» Given passage
::::::::

These political tactics have facilitated COVID-19’s advance in the U.S. and worldwide. They are directly responsible for the loss of more than 200,000 American lives – 60 times more than U.S. lives lost in the 9/11 attacks, and more than were killed in battle during the U.S. wars in Afghanistan, Iraq, Vietnam, Korea, and World War I, combined. The economic fallout, also unprecedented, will force the United States to put money towards recovery that could have been invested in health care and pandemic prevention.

The lack of U.S. leadership on COVID-19 and the failed strategy at home mean the United States is nowhere near the end of this crisis. However, that means there is still an opportunity to change course, to change the trajectory of the pandemic in the United States and to collaborate to fight this pandemic around the world.

Past investments in global health are already benefitting the U.S. coronavirus response. Partners in Health is using what we learned fighting epidemics overseas to support successful government contact-tracing efforts in Massachusetts and other U.S. cities and states. Tools developed for diseases like tuberculosis are now being used to fight COVID-19. And collaborative international efforts in vaccine development multiply the chances that we will succeed in finding a vaccine sooner.

But U.S. investments in domestic and global health must be commensurate with the scale of this pandemic. Billions of dollars are needed now to save countless lives and to right the sinking global and domestic economy. And these billions of dollars should go to the proven strategies of fighting pandemics—prevention, testing, care, and treatment.

Record Defense-Budget Increase Dwarfs U.S. Global Health Spending

But instead of investing in the domestic and global health strategies that have proven effective against pandemics as deaths surged in July, the president proposed — and a bipartisan majority in both the House and Senate approved — a record $740 billion defense budget. The budget increase for this year alone — $18 billion — dwarfs the U.S. government’s entire annual global health spending — about $12 billion.

But even Congress’ massive mis-investment of resources in the wrong solutions was not enough for the Defense Department. The Washington Post reported on Sept. 22 that the Pentagon diverted hundreds of millions from money that Congress had appropriated for medical supplies to combat COVID-19 to defense contractors making body armor, jet engines, and army dress uniforms.

Six months after the president signed the CARES Act, Congress has yet to approve a second fiscal response to the pandemic, explain how it will prevent defense officials from making dress uniforms with COVID-19 prevention money, or fight the lack of accountability that a 2018 audit blamed for billions in improper payments. In the meantime, hospitals lack basic supplies like masks, and the failure of the national response kills hundreds of Americans every single day.

Vice President Joe Biden has promised to renew American leadership to mobilize transnational cooperation on global threats. This is a good start, but he should commit to detailed plans to enhance U.S. security by supporting the ability of poor countries to contain pandemics. He should endorse the People’s Pandemic Prevention Plan, a proposal developed by major progressive organizations and experts to develop diagnostics, treatments, and vaccines that would be available for all. Biden must fully fund PEPFAR and the Global Fund to Fight AIDS, TB and malaria, and re–join and fully support the WHO. Biden should explain how he will pay for this work, and promise to fund global health with savings from defense spending if necessary.

Rebalancing U.S. spending to increase support for global health is not just the right and practical thing to do; it is also good politics. Voters understand that the main security threats to the U.S. are largely non-military. They support a 10 percent cut in defense spending, and prefer the money go to health care and to coronavirus response.

If a Biden administration is to stop the ravages of COVID-19 and fulfill the promise of a return to effective U.S. leadership, both the administration and Congress would be wise to heed experts and voters rather than defense industry lobbyists, and to direct more taxpayer resources to countering the security threats that those taxpayers actually face.

::::::::

» Provided information
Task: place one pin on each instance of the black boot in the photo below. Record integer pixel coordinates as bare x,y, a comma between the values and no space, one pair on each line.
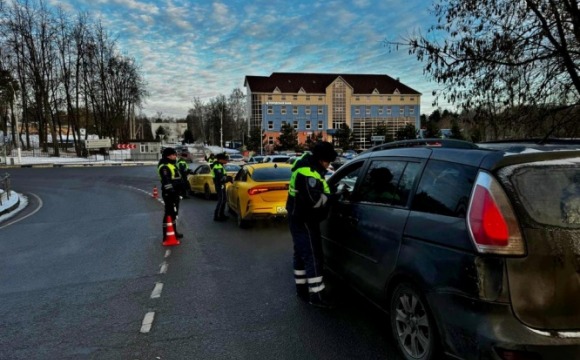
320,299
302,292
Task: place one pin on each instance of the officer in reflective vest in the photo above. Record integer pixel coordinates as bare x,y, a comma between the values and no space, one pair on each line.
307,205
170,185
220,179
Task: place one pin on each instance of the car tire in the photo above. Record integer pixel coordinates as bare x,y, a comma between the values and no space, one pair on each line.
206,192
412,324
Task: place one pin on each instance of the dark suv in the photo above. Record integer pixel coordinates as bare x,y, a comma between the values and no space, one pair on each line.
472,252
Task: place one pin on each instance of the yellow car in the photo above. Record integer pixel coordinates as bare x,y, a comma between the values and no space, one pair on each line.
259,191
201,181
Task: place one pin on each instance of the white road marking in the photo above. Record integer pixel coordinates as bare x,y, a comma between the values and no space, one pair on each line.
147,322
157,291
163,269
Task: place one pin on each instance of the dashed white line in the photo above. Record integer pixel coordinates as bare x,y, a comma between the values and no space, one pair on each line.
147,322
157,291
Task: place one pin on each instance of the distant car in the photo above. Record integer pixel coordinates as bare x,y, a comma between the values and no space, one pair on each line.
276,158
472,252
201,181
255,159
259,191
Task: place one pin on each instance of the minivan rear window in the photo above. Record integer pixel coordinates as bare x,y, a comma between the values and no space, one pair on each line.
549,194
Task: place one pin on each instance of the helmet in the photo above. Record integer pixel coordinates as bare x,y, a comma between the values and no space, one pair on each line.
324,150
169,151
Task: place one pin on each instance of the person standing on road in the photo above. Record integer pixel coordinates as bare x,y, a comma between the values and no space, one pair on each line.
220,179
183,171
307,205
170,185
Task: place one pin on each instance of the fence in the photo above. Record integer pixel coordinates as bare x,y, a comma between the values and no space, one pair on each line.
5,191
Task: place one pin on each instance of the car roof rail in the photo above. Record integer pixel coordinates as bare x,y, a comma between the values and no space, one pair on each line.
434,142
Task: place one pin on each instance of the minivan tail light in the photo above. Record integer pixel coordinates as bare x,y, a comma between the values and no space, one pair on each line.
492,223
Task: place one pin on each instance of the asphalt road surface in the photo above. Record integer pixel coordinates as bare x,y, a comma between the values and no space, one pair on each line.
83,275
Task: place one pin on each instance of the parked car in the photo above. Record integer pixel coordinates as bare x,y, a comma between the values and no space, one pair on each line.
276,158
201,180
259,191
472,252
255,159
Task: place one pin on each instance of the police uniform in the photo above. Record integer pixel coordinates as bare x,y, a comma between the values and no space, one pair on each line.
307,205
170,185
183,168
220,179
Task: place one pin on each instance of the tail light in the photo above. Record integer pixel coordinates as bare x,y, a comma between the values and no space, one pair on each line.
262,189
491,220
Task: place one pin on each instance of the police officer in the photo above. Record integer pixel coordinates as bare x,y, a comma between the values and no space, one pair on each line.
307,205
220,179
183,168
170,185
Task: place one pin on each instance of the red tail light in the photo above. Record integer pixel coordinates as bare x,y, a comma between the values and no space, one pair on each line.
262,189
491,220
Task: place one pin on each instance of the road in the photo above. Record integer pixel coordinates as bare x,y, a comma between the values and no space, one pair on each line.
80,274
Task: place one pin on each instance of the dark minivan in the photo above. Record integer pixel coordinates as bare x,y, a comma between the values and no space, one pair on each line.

::::::::

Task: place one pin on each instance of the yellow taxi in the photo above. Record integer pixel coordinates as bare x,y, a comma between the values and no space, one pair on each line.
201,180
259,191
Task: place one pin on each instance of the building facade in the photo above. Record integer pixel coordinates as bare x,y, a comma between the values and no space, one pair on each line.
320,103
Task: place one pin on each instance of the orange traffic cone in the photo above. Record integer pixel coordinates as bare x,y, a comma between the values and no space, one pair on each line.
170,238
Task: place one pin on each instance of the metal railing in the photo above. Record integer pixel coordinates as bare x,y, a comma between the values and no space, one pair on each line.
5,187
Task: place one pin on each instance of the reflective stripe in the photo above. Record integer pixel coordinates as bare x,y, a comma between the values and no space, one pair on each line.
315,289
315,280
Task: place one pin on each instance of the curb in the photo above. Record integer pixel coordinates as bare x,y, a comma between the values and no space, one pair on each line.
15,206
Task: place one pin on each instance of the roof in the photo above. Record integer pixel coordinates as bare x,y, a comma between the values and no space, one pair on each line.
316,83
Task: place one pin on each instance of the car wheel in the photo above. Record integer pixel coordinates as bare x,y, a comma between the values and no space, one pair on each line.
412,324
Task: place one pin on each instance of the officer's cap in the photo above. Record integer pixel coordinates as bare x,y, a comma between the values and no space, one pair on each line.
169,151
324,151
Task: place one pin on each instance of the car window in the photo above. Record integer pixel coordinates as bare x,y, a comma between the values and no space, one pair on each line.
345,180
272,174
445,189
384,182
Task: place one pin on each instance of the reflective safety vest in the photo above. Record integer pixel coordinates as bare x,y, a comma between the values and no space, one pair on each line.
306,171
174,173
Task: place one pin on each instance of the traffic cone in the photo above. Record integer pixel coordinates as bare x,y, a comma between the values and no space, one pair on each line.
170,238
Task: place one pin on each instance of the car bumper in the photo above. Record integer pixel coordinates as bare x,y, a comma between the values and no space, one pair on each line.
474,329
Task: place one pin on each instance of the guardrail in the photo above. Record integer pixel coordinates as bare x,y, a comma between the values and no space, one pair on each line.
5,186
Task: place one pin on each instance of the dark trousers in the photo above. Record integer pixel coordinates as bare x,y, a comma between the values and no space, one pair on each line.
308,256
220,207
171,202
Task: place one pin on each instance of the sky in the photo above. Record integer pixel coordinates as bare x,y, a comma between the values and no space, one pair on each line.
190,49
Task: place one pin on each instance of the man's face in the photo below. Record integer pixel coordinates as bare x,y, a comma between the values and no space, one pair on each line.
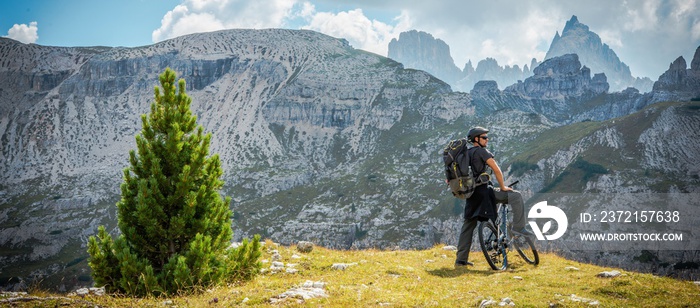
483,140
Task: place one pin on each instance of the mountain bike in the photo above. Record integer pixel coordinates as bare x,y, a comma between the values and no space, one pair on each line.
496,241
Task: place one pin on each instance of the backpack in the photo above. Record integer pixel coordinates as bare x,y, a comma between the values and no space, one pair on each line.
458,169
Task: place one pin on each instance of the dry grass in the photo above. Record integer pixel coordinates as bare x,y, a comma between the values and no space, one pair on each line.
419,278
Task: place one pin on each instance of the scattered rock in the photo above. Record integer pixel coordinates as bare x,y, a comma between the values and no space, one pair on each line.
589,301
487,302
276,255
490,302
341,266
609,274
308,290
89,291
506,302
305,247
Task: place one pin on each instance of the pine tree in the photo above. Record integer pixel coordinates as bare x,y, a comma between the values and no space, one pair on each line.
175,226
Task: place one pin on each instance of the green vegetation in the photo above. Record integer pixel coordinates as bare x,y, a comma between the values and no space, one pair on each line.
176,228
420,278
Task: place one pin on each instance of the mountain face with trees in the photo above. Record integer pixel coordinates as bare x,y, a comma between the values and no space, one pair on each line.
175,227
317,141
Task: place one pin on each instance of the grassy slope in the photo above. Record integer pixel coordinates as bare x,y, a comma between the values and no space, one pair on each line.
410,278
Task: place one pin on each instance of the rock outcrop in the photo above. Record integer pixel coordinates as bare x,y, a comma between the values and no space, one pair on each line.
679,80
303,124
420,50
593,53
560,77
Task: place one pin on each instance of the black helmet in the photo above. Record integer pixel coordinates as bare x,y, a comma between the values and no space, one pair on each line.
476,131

::::::::

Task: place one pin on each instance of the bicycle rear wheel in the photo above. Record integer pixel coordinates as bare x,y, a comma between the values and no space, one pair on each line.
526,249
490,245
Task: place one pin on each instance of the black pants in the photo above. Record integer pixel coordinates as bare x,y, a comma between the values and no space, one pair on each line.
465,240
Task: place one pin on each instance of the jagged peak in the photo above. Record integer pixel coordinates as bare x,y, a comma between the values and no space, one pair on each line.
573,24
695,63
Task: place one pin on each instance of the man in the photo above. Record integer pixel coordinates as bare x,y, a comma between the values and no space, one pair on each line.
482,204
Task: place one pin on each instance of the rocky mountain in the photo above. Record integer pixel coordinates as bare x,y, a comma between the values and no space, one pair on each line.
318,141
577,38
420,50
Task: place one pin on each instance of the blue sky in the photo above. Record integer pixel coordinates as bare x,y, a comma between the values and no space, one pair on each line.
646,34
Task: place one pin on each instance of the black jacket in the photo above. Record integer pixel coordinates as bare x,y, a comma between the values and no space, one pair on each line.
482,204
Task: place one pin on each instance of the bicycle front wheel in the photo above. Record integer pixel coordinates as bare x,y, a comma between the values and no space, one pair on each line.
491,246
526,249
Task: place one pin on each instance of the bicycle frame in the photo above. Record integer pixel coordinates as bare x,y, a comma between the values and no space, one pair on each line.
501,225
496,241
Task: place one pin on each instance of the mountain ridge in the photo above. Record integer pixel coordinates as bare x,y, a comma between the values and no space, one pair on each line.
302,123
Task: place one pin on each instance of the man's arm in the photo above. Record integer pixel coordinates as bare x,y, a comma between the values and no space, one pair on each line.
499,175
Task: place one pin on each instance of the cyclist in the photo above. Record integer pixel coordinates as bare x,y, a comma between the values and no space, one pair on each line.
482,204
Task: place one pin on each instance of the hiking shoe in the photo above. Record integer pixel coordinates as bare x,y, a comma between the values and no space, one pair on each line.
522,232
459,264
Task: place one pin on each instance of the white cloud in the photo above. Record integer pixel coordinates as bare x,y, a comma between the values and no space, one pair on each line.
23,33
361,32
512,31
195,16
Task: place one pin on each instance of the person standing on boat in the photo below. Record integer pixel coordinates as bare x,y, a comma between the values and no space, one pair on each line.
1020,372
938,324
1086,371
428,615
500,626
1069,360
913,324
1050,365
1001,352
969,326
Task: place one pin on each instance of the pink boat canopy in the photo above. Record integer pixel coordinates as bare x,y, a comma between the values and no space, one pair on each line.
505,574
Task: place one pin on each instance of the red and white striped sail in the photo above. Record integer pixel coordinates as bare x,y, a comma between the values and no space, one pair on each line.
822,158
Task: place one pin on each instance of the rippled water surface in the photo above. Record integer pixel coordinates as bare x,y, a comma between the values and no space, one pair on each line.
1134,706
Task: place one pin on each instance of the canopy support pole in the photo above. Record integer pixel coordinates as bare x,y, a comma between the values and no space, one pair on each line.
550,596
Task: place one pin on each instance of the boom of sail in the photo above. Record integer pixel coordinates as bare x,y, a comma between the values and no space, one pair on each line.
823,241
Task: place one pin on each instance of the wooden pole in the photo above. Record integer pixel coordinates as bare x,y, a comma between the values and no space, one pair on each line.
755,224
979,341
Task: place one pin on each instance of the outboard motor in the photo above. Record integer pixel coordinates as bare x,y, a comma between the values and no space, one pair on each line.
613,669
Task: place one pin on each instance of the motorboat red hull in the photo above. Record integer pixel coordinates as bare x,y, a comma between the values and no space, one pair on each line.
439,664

::::::::

» Instructions
1 - Please reproduce the stretch of the commentary on pandemic and defense spending from "But instead of" through "army dress uniforms.".
2 - According to the commentary on pandemic and defense spending, why is rebalancing U.S. spending toward global health also good politics? Answer in one to three sentences.
The entries come from a source unrelated to the commentary on pandemic and defense spending.

» Answers per task
1 -
But instead of investing in the domestic and global health strategies that have proven effective against pandemics as deaths surged in July, the president proposed — and a bipartisan majority in both the House and Senate approved — a record $740 billion defense budget. The budget increase for this year alone — $18 billion — dwarfs the U.S. government’s entire annual global health spending — about $12 billion.

But even Congress’ massive mis-investment of resources in the wrong solutions was not enough for the Defense Department. The Washington Post reported on Sept. 22 that the Pentagon diverted hundreds of millions from money that Congress had appropriated for medical supplies to combat COVID-19 to defense contractors making body armor, jet engines, and army dress uniforms.

2 - Voters understand that the main security threats to the U.S. are largely non-military. They support a 10 percent cut in defense spending and would rather the money go to health care and the coronavirus response.